:: 추출된 행 ::

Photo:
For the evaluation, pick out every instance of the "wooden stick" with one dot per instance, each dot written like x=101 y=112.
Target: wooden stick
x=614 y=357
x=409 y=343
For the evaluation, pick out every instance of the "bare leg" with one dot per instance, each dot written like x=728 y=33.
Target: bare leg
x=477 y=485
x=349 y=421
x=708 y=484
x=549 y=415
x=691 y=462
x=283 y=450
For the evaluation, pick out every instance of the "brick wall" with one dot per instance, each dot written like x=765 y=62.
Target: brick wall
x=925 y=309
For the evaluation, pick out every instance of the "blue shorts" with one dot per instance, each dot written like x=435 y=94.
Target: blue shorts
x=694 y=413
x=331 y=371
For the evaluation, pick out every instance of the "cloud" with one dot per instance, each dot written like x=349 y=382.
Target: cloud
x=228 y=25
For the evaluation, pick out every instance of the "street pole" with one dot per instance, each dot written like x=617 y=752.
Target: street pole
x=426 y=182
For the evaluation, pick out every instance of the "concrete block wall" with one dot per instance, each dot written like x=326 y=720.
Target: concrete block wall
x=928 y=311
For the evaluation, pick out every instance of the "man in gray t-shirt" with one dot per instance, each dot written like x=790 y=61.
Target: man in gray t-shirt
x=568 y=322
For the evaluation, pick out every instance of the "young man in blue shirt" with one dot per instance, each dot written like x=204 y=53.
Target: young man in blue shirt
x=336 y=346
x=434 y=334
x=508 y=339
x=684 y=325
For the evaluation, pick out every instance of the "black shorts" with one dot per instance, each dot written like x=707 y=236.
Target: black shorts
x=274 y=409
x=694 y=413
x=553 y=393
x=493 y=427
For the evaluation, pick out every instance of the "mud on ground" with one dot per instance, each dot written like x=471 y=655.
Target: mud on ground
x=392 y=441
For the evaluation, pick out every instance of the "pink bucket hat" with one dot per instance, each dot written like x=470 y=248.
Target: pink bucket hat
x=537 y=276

:::
:: 추출된 행 ::

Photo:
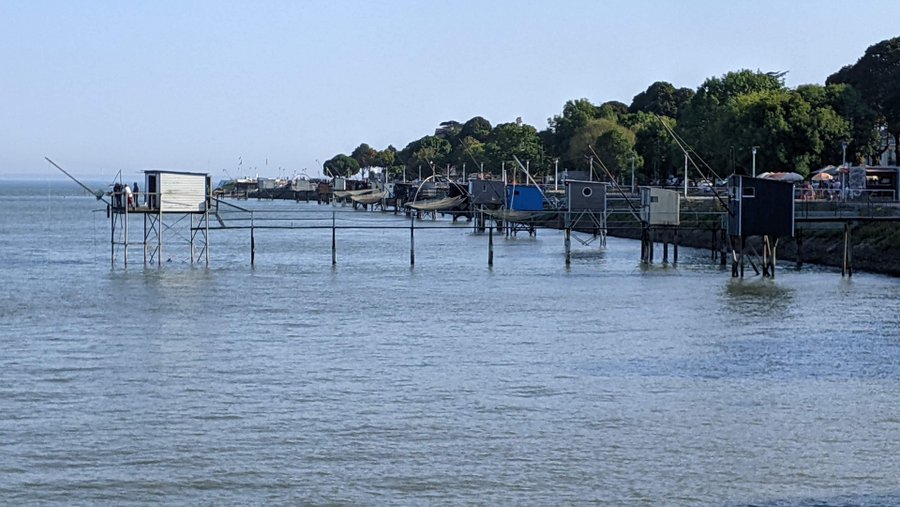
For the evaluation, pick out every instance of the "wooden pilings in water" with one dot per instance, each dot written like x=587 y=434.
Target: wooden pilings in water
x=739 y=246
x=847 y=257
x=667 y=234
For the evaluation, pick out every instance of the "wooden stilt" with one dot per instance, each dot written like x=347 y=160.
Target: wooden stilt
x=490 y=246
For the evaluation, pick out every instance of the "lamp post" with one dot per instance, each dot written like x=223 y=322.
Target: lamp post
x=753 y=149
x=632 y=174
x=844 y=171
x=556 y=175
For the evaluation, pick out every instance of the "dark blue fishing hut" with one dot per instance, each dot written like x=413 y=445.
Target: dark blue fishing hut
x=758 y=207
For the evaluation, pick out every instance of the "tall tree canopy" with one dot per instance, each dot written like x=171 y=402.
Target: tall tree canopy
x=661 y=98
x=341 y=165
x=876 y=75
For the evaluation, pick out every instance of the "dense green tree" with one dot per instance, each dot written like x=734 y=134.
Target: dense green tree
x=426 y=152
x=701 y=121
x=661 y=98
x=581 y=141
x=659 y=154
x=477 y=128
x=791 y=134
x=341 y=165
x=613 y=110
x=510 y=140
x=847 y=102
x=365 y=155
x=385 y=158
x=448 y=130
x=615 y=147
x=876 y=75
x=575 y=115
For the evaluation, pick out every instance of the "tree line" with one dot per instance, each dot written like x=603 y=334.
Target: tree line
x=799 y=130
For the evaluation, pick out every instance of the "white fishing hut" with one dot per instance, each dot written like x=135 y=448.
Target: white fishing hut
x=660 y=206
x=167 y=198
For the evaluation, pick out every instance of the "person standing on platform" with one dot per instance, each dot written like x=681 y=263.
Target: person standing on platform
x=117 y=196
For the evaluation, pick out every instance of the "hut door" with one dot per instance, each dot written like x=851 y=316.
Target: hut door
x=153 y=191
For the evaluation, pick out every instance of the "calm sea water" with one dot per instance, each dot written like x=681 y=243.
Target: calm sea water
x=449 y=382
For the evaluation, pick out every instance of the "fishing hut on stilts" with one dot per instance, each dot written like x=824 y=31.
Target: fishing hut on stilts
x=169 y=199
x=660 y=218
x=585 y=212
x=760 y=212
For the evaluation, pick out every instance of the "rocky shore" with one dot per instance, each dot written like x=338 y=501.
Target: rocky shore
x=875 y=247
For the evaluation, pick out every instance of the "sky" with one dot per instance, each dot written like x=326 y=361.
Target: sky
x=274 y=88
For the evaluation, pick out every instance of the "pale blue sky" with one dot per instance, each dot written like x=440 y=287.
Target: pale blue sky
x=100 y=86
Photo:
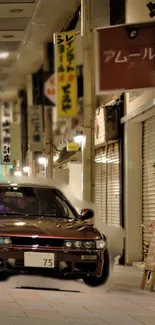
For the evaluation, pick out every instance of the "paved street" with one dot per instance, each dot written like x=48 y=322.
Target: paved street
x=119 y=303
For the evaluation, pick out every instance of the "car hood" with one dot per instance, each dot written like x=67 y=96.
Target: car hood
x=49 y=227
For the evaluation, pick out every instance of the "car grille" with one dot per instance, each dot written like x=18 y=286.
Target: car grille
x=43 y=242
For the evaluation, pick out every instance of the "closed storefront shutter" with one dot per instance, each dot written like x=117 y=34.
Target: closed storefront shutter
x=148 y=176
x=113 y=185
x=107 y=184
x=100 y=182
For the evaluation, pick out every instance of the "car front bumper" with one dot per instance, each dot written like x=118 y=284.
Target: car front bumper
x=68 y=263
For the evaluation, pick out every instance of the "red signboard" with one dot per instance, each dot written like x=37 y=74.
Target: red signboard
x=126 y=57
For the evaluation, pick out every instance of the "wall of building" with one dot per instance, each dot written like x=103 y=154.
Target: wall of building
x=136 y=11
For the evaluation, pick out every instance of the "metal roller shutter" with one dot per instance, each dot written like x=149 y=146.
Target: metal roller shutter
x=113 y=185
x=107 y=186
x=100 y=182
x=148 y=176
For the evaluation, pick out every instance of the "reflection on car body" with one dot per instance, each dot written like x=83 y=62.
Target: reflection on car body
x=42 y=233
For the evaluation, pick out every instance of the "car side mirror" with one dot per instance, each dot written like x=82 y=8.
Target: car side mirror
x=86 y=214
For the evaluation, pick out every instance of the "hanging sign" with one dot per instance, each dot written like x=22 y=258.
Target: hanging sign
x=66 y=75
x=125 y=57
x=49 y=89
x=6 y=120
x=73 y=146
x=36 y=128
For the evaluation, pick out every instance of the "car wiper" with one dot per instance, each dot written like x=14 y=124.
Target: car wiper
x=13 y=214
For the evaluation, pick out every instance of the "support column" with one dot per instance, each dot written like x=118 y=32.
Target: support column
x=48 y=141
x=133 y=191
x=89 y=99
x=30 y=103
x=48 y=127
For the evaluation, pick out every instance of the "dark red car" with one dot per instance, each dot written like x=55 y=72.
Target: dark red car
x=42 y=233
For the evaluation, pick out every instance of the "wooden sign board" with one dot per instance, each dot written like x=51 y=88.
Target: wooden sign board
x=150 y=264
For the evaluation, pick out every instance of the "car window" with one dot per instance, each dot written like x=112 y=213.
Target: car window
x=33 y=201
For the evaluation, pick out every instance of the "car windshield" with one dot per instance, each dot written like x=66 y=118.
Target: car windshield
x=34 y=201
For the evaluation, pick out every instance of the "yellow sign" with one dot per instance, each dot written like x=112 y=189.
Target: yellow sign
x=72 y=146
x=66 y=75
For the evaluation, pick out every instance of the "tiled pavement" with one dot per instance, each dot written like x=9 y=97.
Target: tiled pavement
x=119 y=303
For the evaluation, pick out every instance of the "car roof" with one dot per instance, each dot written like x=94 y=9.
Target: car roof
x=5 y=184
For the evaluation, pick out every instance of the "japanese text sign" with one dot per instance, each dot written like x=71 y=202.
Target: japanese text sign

:::

» **과제 설명**:
위의 행 가운데 단어 "water"를 포함하는 행을 모두 추출하세요.

» **과제 답변**:
For the evaluation, pick out every instance of the "wooden pilings in water" with one dot per instance, each dot written like x=587 y=434.
Target: wooden pilings in water
For the evaluation, pick out every instance of the "calm sea water" with one dot per instance, each dot written like x=681 y=243.
Target: calm sea water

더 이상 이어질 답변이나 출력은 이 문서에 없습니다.